▶ **Set problem**:
Rewrite the lines of the data below as a JSON list of strings, one string per line with blank lines omitted. Start with the line containing "Target: navy blue shorts" and continue through the line containing "[(621, 214), (617, 178), (735, 83)]", including both of those lines.

▶ **Point placement records**:
+---+
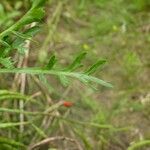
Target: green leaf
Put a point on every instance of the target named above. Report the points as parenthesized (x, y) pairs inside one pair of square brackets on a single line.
[(77, 62), (11, 142), (95, 67), (51, 62), (80, 76), (39, 131), (6, 62), (64, 80), (38, 3), (12, 124), (139, 145)]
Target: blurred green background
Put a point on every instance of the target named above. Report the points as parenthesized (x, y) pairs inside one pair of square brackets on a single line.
[(115, 30)]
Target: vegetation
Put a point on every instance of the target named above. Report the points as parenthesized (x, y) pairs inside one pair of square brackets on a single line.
[(74, 75)]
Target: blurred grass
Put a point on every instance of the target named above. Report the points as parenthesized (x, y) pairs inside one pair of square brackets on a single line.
[(117, 31)]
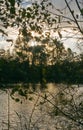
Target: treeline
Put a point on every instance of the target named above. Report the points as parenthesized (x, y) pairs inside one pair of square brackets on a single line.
[(13, 71)]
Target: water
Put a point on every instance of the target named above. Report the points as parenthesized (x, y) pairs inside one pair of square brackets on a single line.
[(37, 112)]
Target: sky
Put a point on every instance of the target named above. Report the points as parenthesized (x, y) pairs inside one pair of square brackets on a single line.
[(59, 4)]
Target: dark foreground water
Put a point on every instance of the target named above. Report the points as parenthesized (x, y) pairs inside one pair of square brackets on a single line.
[(58, 107)]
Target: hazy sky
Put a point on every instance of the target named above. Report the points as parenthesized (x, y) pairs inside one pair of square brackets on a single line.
[(59, 4)]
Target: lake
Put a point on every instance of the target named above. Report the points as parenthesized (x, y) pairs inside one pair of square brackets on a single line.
[(56, 107)]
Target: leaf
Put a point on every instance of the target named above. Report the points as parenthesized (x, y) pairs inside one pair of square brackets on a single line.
[(60, 35), (17, 99)]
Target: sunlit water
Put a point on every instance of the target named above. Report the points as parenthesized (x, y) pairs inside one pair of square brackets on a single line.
[(33, 113)]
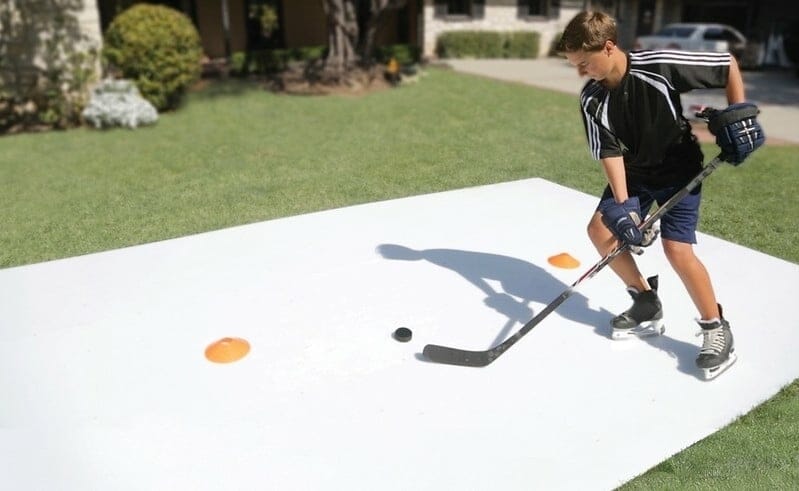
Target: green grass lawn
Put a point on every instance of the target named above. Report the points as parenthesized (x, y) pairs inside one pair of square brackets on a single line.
[(236, 154)]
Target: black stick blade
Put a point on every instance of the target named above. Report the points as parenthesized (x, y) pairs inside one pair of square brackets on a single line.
[(454, 356)]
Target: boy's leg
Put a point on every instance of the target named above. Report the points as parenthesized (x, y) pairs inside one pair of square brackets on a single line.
[(678, 233), (694, 276), (718, 348), (645, 317)]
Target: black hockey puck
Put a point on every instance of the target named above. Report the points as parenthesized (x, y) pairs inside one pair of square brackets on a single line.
[(403, 334)]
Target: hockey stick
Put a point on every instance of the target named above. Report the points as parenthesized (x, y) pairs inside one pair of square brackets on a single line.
[(455, 356)]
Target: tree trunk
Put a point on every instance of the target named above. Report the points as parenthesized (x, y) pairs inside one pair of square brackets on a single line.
[(380, 10), (342, 26)]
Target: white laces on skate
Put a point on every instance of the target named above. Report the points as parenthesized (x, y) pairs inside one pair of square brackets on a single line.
[(714, 341)]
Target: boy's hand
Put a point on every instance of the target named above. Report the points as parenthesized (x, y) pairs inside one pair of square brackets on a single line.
[(737, 131), (622, 219)]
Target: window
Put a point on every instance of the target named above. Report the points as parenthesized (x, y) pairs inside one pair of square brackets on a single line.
[(459, 9), (535, 8)]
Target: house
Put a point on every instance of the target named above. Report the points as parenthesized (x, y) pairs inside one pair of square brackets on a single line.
[(224, 28)]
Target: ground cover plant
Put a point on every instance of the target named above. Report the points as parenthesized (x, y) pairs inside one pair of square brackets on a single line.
[(236, 154)]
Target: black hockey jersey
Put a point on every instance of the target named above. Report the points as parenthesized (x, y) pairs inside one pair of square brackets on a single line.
[(641, 119)]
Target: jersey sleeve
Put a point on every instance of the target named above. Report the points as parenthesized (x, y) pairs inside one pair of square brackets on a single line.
[(692, 71), (602, 143)]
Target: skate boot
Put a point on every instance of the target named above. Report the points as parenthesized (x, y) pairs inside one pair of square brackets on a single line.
[(718, 348), (644, 318)]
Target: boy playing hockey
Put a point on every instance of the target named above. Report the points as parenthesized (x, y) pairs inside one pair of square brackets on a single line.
[(633, 120)]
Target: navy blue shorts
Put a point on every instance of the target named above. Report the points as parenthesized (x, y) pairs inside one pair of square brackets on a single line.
[(679, 223)]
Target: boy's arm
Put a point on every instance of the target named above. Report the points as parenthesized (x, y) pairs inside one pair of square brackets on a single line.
[(621, 214), (617, 178), (735, 83)]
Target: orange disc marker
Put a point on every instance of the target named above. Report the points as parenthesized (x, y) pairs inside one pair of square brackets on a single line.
[(564, 260), (227, 350)]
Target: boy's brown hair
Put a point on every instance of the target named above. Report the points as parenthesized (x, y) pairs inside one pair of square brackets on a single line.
[(587, 31)]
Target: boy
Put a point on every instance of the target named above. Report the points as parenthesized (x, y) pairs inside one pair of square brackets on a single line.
[(633, 119)]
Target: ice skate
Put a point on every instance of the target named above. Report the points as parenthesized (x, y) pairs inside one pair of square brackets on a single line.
[(644, 318), (718, 348)]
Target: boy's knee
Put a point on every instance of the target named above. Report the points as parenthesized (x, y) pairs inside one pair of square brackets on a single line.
[(596, 229), (678, 252)]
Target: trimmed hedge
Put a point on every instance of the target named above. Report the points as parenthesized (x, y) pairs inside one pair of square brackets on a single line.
[(158, 48), (488, 44), (268, 61)]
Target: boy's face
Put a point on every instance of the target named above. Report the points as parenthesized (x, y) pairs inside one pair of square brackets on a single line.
[(594, 64)]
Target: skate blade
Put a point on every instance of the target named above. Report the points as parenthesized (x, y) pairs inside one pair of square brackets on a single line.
[(645, 330), (711, 373)]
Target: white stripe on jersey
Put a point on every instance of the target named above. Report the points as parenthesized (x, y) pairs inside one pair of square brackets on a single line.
[(661, 86), (679, 57), (594, 143)]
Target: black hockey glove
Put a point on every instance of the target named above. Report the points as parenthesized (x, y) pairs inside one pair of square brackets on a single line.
[(623, 219), (737, 131)]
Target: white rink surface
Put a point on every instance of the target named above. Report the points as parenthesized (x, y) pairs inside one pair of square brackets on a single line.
[(105, 385)]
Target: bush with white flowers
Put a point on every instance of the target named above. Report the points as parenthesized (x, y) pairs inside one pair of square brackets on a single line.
[(118, 103)]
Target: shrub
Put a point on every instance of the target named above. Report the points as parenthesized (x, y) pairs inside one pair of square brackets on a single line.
[(118, 103), (158, 48), (44, 78), (268, 61), (469, 44), (488, 44), (405, 54)]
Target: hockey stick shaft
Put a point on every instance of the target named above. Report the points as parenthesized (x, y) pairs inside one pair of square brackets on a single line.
[(455, 356)]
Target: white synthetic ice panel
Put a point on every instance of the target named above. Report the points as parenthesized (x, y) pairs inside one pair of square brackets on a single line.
[(105, 385)]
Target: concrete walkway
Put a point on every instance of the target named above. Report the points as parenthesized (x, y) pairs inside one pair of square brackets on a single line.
[(776, 93)]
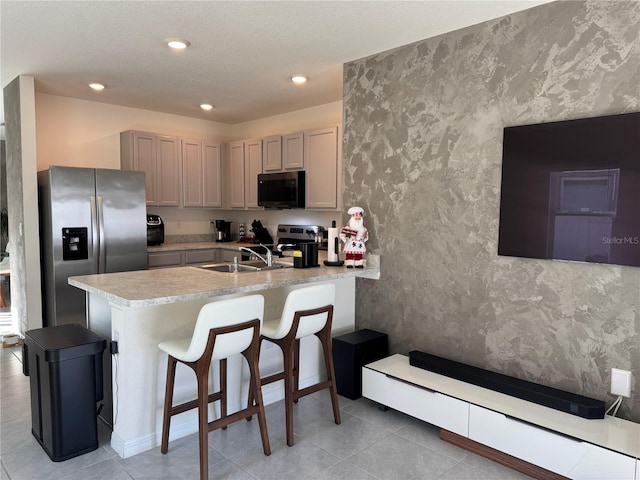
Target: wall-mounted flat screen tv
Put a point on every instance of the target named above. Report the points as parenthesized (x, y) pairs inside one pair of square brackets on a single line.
[(571, 190)]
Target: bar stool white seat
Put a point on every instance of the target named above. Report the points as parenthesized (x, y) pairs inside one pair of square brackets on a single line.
[(223, 329), (307, 311)]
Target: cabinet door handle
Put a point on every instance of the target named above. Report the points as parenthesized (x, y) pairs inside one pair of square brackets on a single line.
[(400, 380)]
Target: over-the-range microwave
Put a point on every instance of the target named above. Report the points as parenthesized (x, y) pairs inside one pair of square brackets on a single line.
[(281, 190)]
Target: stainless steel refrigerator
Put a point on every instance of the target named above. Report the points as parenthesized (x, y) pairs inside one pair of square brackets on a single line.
[(91, 221)]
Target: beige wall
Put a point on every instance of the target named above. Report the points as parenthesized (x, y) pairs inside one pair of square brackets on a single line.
[(80, 133), (322, 116)]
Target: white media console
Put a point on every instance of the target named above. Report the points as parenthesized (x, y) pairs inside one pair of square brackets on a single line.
[(537, 440)]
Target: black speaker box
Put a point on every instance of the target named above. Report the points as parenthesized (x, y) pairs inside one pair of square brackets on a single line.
[(350, 353)]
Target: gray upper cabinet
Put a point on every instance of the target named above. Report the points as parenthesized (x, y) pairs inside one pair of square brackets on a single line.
[(192, 173), (272, 154), (321, 165), (293, 151), (212, 174), (201, 174), (158, 156), (236, 171), (253, 167)]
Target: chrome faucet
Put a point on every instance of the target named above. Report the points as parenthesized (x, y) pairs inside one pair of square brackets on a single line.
[(269, 258)]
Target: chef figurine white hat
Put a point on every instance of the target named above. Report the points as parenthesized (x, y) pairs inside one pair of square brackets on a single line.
[(355, 211)]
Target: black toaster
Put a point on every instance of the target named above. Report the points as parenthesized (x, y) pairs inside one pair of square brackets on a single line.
[(155, 230)]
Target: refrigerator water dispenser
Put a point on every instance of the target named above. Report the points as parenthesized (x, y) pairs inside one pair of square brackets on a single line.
[(74, 244)]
+---+
▶ **Task result**:
[
  "Target: navy blue shorts",
  "Put a point on every instance of the target named above. Report the points as parenthesized (x, y) pairs inside one pair of square brackets on a single line.",
  "[(679, 223)]",
  "Target: boy's arm",
  "Put a point on every instance of the target named above. Report the points as parenthesized (x, y) pairs inside one pair of square brackets on a single line.",
  "[(621, 214), (617, 178), (735, 83)]"
]